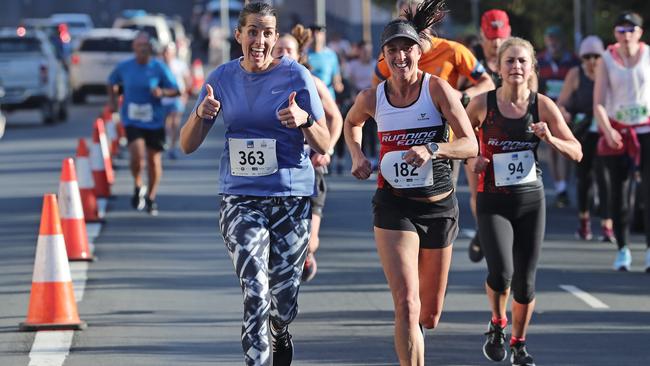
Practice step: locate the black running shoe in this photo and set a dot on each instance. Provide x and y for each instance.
(494, 348)
(137, 201)
(519, 355)
(309, 268)
(282, 348)
(152, 207)
(475, 251)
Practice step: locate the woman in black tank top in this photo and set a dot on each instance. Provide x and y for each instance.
(576, 104)
(512, 121)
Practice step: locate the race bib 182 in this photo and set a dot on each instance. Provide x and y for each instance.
(400, 174)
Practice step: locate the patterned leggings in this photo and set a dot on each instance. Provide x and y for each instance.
(267, 238)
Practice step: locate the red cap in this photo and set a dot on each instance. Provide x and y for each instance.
(495, 24)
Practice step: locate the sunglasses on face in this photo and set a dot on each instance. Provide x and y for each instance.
(590, 56)
(624, 28)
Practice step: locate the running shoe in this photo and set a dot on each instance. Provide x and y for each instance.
(584, 230)
(519, 355)
(282, 347)
(309, 268)
(608, 235)
(562, 200)
(475, 251)
(623, 260)
(494, 347)
(152, 207)
(138, 201)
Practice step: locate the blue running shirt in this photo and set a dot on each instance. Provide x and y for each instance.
(140, 108)
(249, 106)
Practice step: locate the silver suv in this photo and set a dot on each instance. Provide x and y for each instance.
(32, 76)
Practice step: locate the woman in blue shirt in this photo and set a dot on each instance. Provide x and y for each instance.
(269, 108)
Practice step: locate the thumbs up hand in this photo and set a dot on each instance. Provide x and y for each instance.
(209, 107)
(292, 116)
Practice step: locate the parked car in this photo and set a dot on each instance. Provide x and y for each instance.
(97, 54)
(32, 75)
(155, 25)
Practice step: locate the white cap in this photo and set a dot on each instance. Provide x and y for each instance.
(591, 45)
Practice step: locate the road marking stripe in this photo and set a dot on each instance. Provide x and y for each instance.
(585, 296)
(50, 348)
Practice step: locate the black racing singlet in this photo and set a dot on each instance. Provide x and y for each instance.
(511, 142)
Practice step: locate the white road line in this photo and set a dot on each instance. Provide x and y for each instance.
(585, 296)
(50, 348)
(78, 271)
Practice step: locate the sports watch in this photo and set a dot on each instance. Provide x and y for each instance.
(433, 149)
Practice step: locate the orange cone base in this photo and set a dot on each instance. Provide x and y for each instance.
(27, 327)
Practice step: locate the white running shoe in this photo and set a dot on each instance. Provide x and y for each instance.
(623, 260)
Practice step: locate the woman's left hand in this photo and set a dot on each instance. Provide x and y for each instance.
(292, 116)
(417, 155)
(542, 131)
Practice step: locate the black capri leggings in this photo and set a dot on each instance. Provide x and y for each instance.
(511, 231)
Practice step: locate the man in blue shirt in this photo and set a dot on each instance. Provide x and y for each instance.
(324, 62)
(144, 81)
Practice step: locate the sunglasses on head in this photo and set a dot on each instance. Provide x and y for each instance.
(590, 56)
(624, 28)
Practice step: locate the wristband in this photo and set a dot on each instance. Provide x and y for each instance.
(310, 122)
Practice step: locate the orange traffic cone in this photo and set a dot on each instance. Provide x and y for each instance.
(86, 185)
(198, 77)
(51, 304)
(72, 215)
(100, 161)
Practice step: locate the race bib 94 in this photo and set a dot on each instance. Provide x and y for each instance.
(400, 174)
(252, 157)
(514, 168)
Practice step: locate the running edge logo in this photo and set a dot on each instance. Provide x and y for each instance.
(512, 145)
(408, 138)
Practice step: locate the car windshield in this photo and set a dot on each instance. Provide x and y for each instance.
(149, 29)
(106, 45)
(11, 45)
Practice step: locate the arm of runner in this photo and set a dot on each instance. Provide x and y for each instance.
(464, 144)
(200, 121)
(315, 132)
(361, 110)
(601, 84)
(555, 131)
(568, 88)
(332, 117)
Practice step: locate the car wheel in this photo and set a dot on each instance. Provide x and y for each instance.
(48, 109)
(78, 97)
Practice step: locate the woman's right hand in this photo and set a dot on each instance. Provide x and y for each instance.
(209, 107)
(613, 139)
(361, 167)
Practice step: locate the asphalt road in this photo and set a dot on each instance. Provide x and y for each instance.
(164, 291)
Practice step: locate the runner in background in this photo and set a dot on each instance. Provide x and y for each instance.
(495, 29)
(511, 209)
(553, 65)
(576, 104)
(622, 108)
(294, 46)
(174, 107)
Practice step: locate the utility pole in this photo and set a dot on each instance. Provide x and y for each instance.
(320, 12)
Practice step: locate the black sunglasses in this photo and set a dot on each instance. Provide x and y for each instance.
(589, 56)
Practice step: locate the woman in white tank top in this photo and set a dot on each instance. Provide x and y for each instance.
(622, 109)
(415, 207)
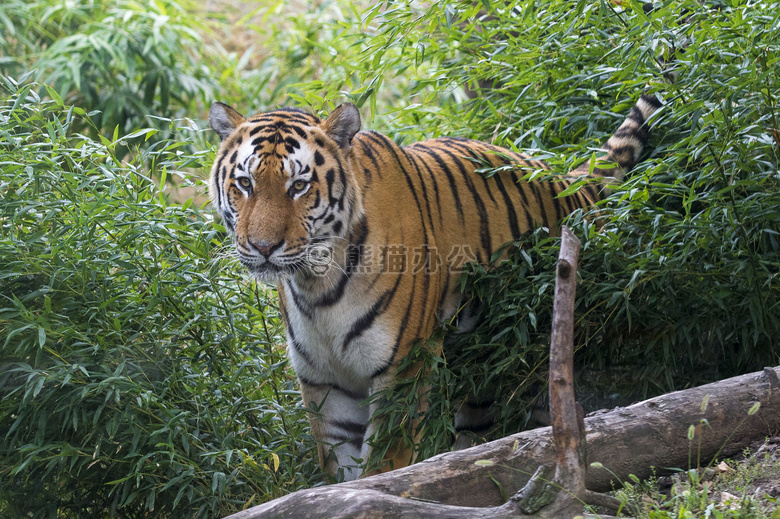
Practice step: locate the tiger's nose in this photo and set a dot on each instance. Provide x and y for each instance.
(265, 248)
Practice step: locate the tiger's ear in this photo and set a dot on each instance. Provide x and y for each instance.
(342, 124)
(224, 119)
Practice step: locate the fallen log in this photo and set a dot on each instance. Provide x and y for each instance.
(647, 438)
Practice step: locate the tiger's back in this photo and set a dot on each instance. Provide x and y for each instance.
(365, 240)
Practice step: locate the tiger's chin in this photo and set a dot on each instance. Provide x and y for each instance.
(270, 273)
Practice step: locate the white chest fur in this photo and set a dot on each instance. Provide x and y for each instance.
(322, 340)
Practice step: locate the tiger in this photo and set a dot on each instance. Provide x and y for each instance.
(365, 239)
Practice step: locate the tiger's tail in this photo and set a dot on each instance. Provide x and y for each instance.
(626, 144)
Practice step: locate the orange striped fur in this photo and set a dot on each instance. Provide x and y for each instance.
(365, 240)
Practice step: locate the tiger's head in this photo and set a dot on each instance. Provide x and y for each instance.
(283, 184)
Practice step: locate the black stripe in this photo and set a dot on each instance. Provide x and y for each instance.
(369, 151)
(411, 158)
(294, 341)
(431, 175)
(479, 157)
(354, 395)
(356, 243)
(521, 190)
(365, 321)
(404, 324)
(298, 301)
(556, 203)
(444, 168)
(218, 183)
(540, 202)
(484, 228)
(510, 209)
(391, 147)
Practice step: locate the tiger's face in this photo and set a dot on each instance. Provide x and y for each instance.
(283, 185)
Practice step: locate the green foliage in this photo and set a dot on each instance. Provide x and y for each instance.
(736, 490)
(127, 59)
(137, 374)
(679, 279)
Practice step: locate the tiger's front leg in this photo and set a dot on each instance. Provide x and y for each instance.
(338, 424)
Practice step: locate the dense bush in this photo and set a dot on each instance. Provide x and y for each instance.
(137, 372)
(679, 279)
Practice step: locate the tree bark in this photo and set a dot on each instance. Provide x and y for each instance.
(644, 439)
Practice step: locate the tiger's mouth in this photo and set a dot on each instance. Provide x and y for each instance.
(269, 272)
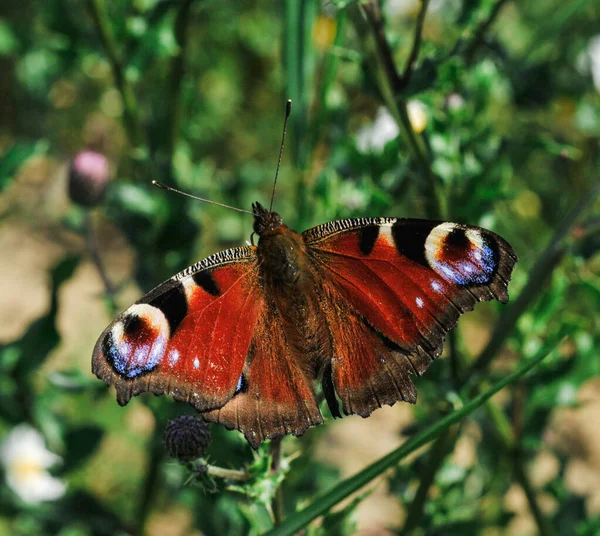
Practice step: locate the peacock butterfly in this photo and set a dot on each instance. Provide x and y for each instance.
(358, 304)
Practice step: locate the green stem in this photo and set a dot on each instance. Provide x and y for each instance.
(544, 526)
(278, 501)
(92, 247)
(176, 79)
(482, 29)
(441, 448)
(132, 125)
(157, 452)
(369, 25)
(547, 261)
(322, 503)
(227, 474)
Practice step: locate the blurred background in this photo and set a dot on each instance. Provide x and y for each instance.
(485, 112)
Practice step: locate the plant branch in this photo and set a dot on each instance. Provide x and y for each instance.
(414, 53)
(322, 503)
(176, 79)
(482, 29)
(369, 25)
(227, 474)
(278, 502)
(132, 125)
(440, 449)
(92, 247)
(546, 263)
(544, 527)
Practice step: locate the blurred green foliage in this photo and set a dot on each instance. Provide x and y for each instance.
(478, 111)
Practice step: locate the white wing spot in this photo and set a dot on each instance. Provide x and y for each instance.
(173, 357)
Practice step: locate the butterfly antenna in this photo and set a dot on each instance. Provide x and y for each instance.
(168, 188)
(288, 109)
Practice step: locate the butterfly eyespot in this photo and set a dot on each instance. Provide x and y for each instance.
(461, 256)
(136, 343)
(206, 282)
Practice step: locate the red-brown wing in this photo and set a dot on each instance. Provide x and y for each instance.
(393, 289)
(275, 397)
(189, 337)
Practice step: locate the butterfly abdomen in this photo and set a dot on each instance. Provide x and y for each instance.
(290, 281)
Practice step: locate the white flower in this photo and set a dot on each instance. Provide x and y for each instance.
(26, 458)
(417, 115)
(373, 137)
(594, 54)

▸ Set task
Everything from the line containing "Practice step: locate the butterfly antenna" through the last line of the records must be given again exactly; leave out all other lines.

▸ Result
Practice step: locate the butterfly antenna in this photo and set a dot on each instance. Provide x and y for each instance.
(168, 188)
(288, 109)
Practice step: locate the butterfly eyespot in this photo and set a dot on each instance. Provide x and y for each instance.
(461, 256)
(136, 343)
(206, 282)
Practice step: locate the red-brown wing in this photo and set a dot on each instance. Provide x and y for each instance.
(393, 289)
(275, 397)
(189, 337)
Practice step: locate the butterfly abdomen in this photo and set a dot on each instance. Provide x and y for each instance.
(290, 281)
Practice step: locate the white flower in this photo and set a dot on each instance. Provide x and y for each instance.
(26, 458)
(417, 115)
(373, 137)
(594, 54)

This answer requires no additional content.